→ WHAT THE EXERCISE ASKS:
How many lines in the records below contain the word "patterned"? Reply with the number only.

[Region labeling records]
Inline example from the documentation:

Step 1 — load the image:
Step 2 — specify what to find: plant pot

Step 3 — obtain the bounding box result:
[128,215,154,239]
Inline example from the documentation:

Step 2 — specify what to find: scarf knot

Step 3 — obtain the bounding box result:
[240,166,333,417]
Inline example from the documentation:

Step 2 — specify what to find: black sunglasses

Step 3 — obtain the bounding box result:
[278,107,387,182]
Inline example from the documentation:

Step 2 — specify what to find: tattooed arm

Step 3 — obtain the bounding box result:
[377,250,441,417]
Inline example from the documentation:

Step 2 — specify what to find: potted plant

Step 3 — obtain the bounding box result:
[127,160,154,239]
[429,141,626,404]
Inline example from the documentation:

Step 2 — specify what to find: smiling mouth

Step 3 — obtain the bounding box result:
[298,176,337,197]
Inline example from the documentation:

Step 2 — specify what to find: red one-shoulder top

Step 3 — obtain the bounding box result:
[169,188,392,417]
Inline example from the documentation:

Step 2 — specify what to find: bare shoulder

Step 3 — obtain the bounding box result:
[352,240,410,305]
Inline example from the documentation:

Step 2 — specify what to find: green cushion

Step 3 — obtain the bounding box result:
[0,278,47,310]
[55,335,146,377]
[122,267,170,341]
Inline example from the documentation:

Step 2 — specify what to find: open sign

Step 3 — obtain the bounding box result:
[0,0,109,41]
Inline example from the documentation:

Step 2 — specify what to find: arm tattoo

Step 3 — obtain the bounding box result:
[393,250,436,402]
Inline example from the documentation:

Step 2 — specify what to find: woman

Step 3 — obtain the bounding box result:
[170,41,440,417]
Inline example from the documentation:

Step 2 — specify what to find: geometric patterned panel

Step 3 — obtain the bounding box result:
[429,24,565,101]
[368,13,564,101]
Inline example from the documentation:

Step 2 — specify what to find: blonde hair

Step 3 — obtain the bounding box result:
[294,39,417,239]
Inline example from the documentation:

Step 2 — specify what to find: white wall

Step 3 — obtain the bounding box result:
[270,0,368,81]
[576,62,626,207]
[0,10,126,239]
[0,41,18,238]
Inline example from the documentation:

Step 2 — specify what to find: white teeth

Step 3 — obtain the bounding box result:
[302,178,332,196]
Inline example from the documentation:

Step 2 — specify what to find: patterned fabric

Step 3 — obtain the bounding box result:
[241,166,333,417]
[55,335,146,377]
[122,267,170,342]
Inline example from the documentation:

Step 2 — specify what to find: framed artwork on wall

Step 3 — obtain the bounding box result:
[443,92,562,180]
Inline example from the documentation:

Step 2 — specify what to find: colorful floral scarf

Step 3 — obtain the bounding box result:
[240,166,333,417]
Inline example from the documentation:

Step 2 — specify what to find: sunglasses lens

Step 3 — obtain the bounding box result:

→ FINAL RESULT:
2